(DATASET EXTRACT Opens)

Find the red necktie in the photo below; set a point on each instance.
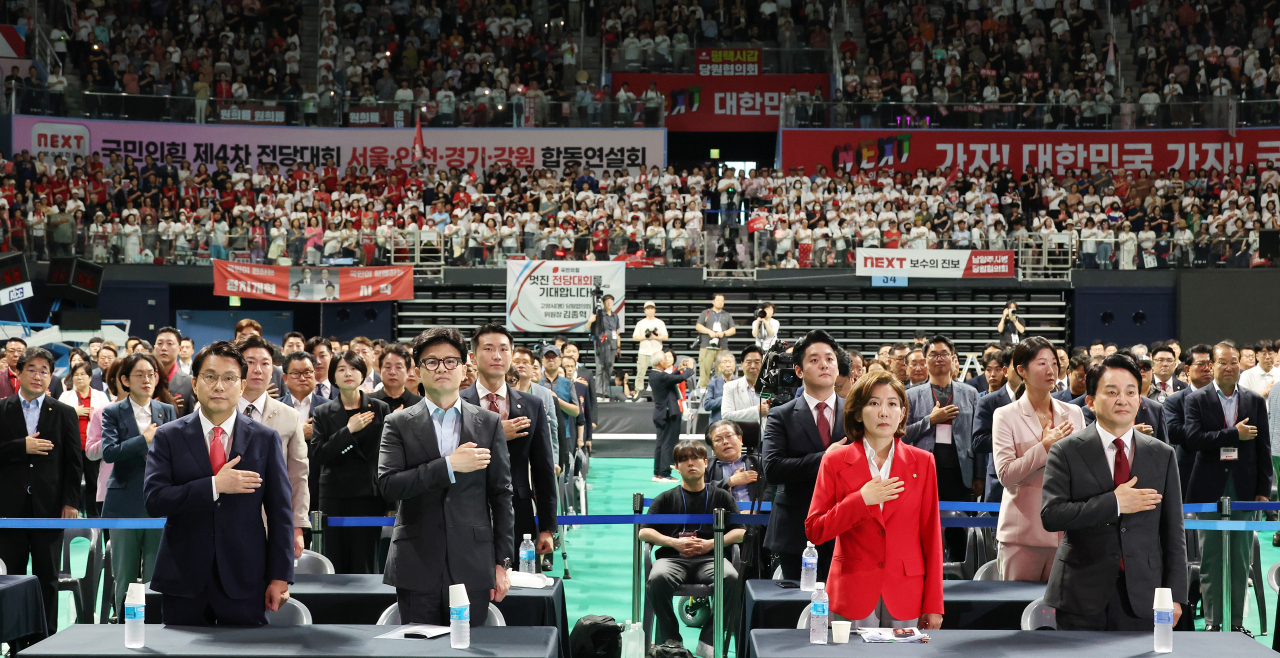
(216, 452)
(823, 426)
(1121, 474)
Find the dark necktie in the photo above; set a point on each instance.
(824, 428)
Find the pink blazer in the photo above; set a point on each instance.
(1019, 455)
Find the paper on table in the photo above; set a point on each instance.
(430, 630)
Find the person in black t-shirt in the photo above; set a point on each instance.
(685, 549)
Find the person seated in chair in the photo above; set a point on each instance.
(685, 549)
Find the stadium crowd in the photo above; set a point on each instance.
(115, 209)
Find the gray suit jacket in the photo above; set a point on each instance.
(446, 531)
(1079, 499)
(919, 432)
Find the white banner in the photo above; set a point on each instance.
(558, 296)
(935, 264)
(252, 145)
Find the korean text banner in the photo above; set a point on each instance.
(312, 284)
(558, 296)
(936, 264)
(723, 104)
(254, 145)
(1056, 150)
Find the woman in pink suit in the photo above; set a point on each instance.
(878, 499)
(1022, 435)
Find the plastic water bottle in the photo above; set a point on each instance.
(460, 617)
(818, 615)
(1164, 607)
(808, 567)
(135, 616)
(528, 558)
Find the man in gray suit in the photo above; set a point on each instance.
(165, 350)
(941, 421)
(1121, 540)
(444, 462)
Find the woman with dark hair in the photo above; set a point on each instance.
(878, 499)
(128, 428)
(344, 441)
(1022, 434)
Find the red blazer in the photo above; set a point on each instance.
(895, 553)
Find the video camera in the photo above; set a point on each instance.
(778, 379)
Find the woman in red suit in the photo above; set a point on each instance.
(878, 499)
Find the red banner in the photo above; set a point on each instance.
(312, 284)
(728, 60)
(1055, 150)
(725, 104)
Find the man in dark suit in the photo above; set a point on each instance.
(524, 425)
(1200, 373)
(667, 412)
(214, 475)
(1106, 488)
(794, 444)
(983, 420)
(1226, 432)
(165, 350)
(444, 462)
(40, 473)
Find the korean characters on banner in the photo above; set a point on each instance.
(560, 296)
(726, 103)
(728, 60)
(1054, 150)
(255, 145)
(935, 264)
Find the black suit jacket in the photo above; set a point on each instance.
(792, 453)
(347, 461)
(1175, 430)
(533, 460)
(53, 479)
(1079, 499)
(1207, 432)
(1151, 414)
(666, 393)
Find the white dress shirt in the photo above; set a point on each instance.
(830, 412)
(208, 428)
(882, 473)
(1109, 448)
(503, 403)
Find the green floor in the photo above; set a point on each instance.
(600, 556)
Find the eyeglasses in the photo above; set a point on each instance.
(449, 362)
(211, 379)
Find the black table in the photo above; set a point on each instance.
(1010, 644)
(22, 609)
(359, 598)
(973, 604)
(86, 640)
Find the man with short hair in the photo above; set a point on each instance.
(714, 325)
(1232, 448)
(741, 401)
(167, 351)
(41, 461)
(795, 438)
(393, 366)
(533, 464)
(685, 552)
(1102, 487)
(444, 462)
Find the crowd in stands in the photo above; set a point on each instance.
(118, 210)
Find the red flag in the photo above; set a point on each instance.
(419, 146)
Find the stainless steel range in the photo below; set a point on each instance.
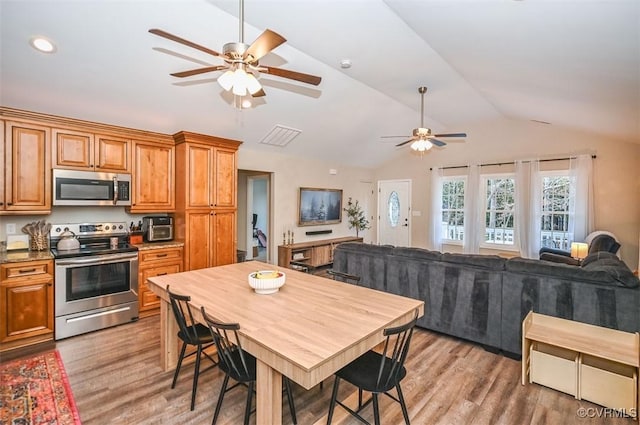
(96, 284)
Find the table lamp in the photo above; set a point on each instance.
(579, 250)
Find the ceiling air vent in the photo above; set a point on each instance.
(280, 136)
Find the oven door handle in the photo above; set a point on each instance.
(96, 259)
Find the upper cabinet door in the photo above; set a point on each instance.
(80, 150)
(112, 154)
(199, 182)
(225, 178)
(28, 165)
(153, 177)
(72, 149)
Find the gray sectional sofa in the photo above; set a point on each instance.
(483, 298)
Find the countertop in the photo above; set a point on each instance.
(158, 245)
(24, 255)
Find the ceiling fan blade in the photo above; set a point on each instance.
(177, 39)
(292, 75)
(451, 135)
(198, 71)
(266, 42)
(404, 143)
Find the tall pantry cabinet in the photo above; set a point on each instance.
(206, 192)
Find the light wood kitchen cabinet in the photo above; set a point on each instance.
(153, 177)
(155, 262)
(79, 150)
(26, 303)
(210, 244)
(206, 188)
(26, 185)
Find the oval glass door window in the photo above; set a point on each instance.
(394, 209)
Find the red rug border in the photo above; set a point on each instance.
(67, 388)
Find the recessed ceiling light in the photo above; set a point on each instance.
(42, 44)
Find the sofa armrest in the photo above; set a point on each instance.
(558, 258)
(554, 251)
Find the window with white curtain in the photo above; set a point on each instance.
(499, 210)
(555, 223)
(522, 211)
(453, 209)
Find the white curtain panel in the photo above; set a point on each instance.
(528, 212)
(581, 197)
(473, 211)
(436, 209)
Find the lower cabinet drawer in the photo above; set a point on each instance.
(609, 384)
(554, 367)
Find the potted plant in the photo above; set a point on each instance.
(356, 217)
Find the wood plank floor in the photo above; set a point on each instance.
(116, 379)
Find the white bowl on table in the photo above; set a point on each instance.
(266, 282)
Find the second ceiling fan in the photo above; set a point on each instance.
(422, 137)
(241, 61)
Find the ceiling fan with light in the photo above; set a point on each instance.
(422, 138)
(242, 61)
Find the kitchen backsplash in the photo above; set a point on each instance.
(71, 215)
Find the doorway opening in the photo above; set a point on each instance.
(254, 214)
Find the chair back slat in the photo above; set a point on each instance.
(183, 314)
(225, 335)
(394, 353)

(DATASET EXTRACT Closes)

> EXERCISE INSTRUCTIONS: All the records need to be repeated exactly, with the images dropped.

> REPLY:
Find the red necktie in the photo below; set a point on each instance.
(216, 452)
(823, 426)
(1121, 474)
Find the dark necktie in the photo above; set a point on each instance.
(824, 428)
Find the pink blazer in the photo above; set a point on each instance.
(1019, 455)
Find the paper on table in the photo above; set a point on each instance.
(430, 630)
Find the person in black t-shirt in the photo above; set a point on each instance.
(685, 549)
Find the person seated in chair in the photo above; set a point on each instance.
(685, 549)
Find the stadium crowd in the photo above; set a point on each instance.
(115, 209)
Find the gray suit jacket in the photo above; set a point on each instance.
(446, 531)
(1079, 499)
(919, 432)
Find the white banner in the photo above; set a point on each instance.
(558, 296)
(935, 264)
(252, 145)
Find the korean text banner in the photo above; set a point on each instance.
(312, 284)
(558, 296)
(936, 264)
(723, 104)
(254, 145)
(1056, 150)
Find the woman in pink suit in the photo above; set a point on each instance.
(878, 499)
(1022, 435)
Find the plastic water bottle in the photo above; set a point on each instance.
(460, 617)
(818, 615)
(1164, 607)
(808, 567)
(135, 616)
(528, 558)
Find the man in gray suit in the photo above; set a point on each instance.
(165, 350)
(941, 421)
(1121, 540)
(444, 462)
Find the woman with dark hair in the photo above; set a point on each instance.
(878, 499)
(128, 428)
(344, 441)
(1022, 434)
Find the red blazer in the photo above; set a point on each instance.
(895, 553)
Find the video camera in the photo above; set a point on each instance.
(778, 379)
Find the woman in red suit in the photo above; set a point on each instance.
(878, 499)
Find the red banner in the photo above; set a point on each instance.
(312, 284)
(728, 60)
(1055, 150)
(725, 104)
Find the man in dark suit in the photo above; set a point on each instance.
(524, 425)
(1200, 373)
(667, 412)
(214, 475)
(1106, 488)
(794, 444)
(983, 420)
(1226, 432)
(165, 350)
(444, 462)
(40, 473)
Find the korean characters on banner in the photo above; set a point on each instance.
(560, 296)
(726, 103)
(728, 60)
(1054, 150)
(255, 145)
(935, 264)
Find the black suit jacket in the photo above; set a point on each instance.
(792, 453)
(347, 461)
(1175, 430)
(533, 460)
(53, 479)
(1079, 499)
(1207, 432)
(1151, 414)
(666, 393)
Find the white dress shirt in the photo above; set a point on each instance.
(830, 412)
(208, 428)
(882, 473)
(1109, 448)
(503, 403)
Find the green floor in the photo above; set a point on each instance.
(600, 556)
Find the eyeglasses in the photo above; set a point on each instance.
(449, 362)
(211, 379)
Find the black table in the photo above; set a point on each instance.
(1010, 644)
(22, 609)
(359, 598)
(973, 604)
(86, 640)
Find the man with short hair in the photo above; set a point on each instance.
(714, 325)
(1232, 448)
(741, 401)
(167, 351)
(41, 461)
(795, 438)
(393, 366)
(533, 464)
(685, 552)
(1102, 487)
(444, 462)
Find the crowd in stands in the photo above; set a point on each instance.
(118, 210)
Find the red flag in the photo above; set a point on each instance.
(419, 146)
Find the stainless steel range in the photo below; set a point on each instance.
(96, 284)
Find the table lamp in the photo above; set a point on each instance.
(579, 250)
Find the ceiling air vent in the photo above; set a point on each instance.
(280, 136)
Find the oven door handle in the photo above; set a point on each instance.
(96, 259)
Find the upper cabinet door in the photo above; set a point on each instance.
(80, 150)
(112, 154)
(199, 182)
(225, 178)
(28, 165)
(153, 177)
(72, 149)
Find the gray sectional sofa in the photo above; set a point on each instance.
(483, 298)
Find the countertop in the photo above; set a point on each instance.
(158, 245)
(24, 255)
Find the ceiling fan blade in the photo above; set a point on each instance.
(177, 39)
(292, 75)
(451, 135)
(198, 71)
(266, 42)
(404, 143)
Find the tall pantry cabinet in the photo above; set a point on each instance.
(206, 192)
Find the light wood kitchen cabinet in the photo above; set a point on each instance.
(153, 177)
(155, 262)
(79, 150)
(26, 303)
(210, 244)
(206, 188)
(26, 185)
Find the oval glass door window in the photo above; set a point on each instance.
(394, 209)
Find the red rug border in the photo above; set a point on each instance.
(67, 388)
Find the recessed ceiling light in the photo above; set a point on each instance.
(42, 44)
Find the sofa armrest in the photo above; set a point on each instance.
(558, 258)
(554, 251)
Find the window with white curtain in the photo above; set a point on each instance.
(499, 210)
(555, 223)
(522, 211)
(453, 209)
Find the white curtain panel in the photo above; set a point on each instance.
(528, 212)
(581, 197)
(473, 211)
(436, 209)
Find the lower cabinet drawer in the photo above; set a point on each instance.
(609, 384)
(554, 367)
Find the potted plant in the photo above; set a point on each instance.
(356, 217)
Find the wood plank floor in the photo above; set a point on each instance.
(116, 379)
Find the white bowl on table in the photo above; set a point on each instance.
(266, 282)
Find the second ceiling fan in the photo above; set a point on each instance.
(422, 137)
(241, 61)
Find the ceiling fan with light in the photo above; set a point on each instance.
(422, 138)
(242, 61)
Find the kitchen backsplash in the photo above; set a point on each instance.
(71, 215)
Find the doorway opening in the photo above; set a point on each instance.
(254, 214)
Find the chair back slat in the photo above; set a point on each instance.
(183, 314)
(225, 335)
(394, 353)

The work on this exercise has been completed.